# START OF The records

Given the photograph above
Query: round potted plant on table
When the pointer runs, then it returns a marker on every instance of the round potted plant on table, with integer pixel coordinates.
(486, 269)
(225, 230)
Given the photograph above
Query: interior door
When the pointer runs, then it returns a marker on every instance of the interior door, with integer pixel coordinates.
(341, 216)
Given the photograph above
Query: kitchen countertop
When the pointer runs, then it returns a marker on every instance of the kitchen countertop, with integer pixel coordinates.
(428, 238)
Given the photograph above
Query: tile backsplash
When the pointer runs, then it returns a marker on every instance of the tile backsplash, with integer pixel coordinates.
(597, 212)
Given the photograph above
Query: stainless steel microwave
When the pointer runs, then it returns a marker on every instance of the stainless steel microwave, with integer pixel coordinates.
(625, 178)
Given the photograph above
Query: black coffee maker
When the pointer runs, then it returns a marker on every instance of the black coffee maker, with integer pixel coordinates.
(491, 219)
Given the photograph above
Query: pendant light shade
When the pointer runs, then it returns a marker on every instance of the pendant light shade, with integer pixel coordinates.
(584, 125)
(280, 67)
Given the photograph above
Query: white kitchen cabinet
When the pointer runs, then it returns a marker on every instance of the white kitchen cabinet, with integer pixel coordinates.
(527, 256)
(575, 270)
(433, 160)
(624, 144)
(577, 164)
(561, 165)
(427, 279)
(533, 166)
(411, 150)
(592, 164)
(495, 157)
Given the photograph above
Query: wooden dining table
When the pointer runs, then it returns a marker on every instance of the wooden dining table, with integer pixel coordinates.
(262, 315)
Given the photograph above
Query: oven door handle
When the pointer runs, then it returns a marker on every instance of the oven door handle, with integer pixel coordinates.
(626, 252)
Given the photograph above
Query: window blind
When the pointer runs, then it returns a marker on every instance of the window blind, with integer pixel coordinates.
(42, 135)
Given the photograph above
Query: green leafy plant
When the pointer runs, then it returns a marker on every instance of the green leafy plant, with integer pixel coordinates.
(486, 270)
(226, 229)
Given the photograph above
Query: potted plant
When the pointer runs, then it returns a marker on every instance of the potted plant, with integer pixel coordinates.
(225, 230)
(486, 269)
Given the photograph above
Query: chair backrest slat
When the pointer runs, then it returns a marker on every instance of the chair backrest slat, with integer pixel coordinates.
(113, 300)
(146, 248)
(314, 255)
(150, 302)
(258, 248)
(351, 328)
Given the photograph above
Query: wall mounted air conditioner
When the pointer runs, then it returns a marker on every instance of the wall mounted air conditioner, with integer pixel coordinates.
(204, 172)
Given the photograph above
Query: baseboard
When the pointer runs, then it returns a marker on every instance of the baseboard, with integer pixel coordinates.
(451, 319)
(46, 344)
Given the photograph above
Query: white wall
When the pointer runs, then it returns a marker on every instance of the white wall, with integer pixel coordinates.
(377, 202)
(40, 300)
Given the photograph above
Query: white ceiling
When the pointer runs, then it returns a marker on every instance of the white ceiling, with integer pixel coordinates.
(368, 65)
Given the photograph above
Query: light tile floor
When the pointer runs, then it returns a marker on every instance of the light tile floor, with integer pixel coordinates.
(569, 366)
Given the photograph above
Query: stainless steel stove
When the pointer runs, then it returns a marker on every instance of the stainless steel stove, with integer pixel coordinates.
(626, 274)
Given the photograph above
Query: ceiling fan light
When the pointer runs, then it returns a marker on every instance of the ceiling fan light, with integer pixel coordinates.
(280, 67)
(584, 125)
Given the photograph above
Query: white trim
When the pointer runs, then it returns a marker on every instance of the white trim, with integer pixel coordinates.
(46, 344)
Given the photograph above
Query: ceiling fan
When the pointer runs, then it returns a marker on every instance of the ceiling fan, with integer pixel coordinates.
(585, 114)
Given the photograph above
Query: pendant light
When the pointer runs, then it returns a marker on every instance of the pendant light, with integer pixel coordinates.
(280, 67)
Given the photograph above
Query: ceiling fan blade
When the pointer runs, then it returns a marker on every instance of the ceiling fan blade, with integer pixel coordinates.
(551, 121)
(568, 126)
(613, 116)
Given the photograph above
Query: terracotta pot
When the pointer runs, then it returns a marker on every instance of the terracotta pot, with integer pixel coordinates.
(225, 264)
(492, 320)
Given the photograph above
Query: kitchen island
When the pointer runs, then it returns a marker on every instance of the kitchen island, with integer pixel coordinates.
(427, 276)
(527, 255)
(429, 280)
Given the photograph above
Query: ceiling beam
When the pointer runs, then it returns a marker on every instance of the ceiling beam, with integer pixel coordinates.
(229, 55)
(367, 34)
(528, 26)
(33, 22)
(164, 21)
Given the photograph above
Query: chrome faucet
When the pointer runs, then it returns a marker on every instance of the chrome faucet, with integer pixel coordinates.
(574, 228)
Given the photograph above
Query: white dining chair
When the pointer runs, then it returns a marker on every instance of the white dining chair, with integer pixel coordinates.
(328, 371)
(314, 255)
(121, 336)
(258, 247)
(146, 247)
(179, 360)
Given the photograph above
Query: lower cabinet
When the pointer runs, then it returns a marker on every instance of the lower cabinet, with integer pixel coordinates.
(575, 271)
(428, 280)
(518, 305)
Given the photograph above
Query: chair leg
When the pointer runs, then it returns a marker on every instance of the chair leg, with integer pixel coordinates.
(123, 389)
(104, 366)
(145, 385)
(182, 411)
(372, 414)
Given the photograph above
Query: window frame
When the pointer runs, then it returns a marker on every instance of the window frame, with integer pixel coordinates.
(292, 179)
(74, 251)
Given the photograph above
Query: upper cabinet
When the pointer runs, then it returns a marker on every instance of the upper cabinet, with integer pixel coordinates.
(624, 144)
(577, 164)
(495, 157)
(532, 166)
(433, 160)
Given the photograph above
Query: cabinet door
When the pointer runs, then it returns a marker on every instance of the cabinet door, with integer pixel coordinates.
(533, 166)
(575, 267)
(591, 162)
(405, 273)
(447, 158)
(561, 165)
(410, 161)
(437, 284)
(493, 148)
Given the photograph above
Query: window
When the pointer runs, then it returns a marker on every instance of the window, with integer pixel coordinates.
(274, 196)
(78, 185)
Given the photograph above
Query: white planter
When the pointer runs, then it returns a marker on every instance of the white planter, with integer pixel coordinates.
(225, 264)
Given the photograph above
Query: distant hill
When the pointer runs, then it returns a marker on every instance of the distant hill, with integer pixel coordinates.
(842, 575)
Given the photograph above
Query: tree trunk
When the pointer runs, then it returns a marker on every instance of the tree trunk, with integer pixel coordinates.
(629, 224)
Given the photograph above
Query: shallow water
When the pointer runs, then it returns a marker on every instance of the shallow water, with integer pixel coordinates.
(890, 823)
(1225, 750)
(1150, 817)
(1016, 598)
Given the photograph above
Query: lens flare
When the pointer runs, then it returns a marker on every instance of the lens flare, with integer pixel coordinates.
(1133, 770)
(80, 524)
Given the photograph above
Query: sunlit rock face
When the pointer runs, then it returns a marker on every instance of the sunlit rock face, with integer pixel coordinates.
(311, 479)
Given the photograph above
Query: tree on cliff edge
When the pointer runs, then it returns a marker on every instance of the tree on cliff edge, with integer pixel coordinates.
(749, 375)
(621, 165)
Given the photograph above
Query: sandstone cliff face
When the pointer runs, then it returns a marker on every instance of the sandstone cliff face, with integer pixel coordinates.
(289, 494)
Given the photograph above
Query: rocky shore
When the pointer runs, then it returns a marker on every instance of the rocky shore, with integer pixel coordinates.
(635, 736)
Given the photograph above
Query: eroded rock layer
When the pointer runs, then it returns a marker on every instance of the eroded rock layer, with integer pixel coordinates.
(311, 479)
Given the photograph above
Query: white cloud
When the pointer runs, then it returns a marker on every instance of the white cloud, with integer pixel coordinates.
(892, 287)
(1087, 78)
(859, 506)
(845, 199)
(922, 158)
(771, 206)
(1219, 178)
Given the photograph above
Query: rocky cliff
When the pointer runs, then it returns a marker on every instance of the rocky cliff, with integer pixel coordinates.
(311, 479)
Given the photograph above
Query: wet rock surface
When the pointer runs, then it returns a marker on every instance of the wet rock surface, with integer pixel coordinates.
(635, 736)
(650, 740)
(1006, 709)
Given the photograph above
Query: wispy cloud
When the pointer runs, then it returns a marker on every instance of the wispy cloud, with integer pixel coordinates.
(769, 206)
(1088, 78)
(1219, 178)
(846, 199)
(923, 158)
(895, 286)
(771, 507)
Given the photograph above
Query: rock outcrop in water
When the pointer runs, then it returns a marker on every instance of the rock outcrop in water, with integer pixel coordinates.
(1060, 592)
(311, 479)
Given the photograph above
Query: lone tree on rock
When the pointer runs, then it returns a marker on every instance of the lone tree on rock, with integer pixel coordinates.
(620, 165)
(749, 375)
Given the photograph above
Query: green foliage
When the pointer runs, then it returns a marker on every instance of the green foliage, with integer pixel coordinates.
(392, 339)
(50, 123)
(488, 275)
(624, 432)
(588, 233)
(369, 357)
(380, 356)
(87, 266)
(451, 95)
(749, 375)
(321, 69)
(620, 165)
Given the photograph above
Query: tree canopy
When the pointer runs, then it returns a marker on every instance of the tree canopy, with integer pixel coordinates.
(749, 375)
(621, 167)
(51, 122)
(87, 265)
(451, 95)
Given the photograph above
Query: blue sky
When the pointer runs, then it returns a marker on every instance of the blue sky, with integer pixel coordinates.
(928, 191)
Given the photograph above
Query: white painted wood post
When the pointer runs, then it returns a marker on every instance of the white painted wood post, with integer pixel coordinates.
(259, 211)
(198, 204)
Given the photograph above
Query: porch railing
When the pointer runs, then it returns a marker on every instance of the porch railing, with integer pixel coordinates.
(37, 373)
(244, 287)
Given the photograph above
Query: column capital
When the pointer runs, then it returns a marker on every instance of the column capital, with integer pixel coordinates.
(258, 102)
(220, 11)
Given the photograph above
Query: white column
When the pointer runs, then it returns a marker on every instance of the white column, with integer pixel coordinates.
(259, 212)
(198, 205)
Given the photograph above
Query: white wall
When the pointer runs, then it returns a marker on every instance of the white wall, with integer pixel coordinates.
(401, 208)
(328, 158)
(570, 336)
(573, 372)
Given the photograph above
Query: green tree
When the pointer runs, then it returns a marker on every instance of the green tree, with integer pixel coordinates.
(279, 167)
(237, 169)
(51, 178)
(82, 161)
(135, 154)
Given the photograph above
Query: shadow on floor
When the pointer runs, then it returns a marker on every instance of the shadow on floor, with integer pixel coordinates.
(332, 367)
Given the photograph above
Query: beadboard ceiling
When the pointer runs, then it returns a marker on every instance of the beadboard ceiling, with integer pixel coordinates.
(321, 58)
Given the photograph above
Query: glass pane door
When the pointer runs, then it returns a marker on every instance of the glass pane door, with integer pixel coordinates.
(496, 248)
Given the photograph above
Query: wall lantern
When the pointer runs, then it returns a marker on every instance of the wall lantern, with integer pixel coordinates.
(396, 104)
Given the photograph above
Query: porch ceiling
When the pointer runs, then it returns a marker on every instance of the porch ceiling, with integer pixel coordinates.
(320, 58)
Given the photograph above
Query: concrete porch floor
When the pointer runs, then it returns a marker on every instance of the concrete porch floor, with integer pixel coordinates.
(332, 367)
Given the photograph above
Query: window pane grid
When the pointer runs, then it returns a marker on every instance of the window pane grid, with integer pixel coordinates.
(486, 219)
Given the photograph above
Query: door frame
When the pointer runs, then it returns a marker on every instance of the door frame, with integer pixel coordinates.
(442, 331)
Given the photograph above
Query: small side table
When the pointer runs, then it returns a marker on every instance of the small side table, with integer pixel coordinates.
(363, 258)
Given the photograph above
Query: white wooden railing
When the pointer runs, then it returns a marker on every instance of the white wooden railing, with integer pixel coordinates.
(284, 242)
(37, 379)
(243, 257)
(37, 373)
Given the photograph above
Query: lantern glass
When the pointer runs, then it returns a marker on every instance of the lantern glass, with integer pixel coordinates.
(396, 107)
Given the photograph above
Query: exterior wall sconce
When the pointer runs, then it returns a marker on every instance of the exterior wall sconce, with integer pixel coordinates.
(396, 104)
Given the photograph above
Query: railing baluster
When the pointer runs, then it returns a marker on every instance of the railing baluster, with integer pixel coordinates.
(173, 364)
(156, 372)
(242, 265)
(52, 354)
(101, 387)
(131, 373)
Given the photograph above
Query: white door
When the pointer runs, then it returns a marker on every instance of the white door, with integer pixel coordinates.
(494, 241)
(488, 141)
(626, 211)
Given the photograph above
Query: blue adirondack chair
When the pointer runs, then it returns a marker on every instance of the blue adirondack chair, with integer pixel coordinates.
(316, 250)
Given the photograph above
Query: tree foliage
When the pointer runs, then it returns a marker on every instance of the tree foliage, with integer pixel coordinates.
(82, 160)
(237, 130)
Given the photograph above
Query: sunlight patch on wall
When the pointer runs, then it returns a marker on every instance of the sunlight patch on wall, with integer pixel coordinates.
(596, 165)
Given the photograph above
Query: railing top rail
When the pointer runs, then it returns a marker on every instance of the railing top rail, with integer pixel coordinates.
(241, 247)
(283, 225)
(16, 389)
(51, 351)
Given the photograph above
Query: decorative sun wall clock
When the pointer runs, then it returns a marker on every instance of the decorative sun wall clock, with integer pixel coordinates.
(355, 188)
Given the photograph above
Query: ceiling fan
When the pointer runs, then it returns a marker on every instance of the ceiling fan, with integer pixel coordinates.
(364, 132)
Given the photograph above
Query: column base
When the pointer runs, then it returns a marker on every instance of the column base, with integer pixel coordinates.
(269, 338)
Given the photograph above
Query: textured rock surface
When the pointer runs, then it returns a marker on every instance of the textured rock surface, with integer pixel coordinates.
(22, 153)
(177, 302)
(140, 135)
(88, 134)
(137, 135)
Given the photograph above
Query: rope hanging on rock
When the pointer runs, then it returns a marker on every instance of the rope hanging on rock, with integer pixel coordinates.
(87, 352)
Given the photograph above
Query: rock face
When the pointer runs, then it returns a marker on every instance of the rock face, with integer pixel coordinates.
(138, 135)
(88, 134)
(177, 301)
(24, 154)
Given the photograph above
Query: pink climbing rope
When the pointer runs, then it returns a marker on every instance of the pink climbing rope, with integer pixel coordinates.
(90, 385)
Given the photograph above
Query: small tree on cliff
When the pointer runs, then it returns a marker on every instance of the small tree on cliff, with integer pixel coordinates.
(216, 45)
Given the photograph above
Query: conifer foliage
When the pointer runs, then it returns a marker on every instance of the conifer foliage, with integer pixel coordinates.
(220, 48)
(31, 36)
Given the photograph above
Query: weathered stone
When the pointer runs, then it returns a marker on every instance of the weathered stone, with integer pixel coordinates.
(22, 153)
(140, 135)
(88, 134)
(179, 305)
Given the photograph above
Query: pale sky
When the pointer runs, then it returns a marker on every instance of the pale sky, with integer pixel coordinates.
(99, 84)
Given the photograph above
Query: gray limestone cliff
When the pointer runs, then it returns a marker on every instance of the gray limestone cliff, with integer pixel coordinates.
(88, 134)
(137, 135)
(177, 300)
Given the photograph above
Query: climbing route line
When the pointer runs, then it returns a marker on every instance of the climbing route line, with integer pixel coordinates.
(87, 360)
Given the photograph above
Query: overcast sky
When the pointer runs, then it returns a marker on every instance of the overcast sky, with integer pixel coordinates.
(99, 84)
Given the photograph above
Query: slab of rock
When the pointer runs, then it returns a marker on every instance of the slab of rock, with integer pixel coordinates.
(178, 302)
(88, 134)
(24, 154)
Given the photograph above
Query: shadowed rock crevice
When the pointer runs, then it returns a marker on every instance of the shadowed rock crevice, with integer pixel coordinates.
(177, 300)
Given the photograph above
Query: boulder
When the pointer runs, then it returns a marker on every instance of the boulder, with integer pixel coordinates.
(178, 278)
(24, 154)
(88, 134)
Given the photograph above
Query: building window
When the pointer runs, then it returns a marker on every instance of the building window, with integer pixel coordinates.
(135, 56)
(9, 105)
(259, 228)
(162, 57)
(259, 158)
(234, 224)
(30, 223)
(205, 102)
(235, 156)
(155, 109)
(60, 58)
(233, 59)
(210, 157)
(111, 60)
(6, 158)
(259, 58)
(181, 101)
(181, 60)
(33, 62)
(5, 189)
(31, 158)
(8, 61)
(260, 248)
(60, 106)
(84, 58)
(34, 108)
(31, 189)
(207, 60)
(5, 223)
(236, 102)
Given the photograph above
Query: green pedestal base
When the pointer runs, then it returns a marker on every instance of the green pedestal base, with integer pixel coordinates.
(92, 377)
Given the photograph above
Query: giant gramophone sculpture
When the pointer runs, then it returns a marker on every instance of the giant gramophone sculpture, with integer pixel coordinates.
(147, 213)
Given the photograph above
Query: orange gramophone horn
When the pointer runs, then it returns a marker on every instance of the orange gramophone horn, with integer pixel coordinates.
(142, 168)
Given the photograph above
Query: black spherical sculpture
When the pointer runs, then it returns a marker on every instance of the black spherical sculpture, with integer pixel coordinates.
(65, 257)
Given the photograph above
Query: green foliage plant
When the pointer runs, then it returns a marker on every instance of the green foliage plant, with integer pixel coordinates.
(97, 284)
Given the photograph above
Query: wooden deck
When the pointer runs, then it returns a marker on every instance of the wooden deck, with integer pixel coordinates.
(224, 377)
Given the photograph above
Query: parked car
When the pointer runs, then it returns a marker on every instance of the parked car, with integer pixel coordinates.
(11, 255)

# END OF The records

Directions for this task:
Report every line above that contains the string "deck", copying each one in full. Case counts.

Answer for the task:
Query: wooden deck
When the pointer runs, then it returns a marker on every instance of the wooden deck, with integer pixel coordinates.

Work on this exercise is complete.